If a line in the entries below holds the string "beard", copy it.

Listed entries: Begin

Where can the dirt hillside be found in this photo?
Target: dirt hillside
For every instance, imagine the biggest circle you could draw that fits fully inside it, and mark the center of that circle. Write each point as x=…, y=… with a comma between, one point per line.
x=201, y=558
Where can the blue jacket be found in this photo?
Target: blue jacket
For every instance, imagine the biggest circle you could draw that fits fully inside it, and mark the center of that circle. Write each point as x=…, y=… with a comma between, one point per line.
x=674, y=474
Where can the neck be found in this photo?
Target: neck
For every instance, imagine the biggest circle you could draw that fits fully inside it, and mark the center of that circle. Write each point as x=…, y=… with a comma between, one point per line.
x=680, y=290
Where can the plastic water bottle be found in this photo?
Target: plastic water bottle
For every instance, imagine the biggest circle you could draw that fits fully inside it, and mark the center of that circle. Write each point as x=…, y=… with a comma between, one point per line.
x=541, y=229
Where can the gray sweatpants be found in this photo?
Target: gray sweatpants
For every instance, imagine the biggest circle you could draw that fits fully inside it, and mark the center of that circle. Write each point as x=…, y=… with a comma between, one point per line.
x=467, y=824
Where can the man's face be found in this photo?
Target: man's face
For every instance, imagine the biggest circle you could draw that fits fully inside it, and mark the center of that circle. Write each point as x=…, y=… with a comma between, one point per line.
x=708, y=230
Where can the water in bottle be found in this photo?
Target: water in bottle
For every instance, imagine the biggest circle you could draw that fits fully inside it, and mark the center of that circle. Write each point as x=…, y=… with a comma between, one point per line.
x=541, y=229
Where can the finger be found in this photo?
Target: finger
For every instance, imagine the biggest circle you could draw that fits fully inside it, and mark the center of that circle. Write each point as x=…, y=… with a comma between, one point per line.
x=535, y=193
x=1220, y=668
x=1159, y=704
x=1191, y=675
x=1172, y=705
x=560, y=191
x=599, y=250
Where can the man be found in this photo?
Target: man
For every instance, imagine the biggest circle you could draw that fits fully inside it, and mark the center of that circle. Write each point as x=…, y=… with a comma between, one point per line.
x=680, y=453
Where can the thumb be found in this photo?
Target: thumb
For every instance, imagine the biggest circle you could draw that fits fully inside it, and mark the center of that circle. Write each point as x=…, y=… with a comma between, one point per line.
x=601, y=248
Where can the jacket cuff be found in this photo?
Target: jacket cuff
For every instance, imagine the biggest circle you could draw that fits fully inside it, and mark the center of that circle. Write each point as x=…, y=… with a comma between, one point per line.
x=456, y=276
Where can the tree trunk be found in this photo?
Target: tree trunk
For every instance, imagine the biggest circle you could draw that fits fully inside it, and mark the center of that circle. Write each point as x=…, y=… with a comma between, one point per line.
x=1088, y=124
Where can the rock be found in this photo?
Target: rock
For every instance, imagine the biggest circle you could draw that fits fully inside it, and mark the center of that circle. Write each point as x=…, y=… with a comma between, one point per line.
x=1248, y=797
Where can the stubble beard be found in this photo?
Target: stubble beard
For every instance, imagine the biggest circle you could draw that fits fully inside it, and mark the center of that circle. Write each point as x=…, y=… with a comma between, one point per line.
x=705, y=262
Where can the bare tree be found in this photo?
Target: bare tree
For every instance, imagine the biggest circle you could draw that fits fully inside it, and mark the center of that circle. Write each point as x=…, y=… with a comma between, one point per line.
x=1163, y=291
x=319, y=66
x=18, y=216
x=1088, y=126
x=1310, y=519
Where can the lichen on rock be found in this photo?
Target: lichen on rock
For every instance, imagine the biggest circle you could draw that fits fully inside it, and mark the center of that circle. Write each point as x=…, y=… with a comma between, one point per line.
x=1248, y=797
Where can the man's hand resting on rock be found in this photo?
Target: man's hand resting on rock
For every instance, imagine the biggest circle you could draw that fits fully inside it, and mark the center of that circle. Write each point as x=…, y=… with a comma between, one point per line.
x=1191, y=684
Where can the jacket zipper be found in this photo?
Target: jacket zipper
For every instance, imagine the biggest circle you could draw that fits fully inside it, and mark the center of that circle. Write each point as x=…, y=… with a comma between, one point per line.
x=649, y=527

Listed entries: End

Result of the task =
Where can the stubble beard be found in this photo?
Target: stubble beard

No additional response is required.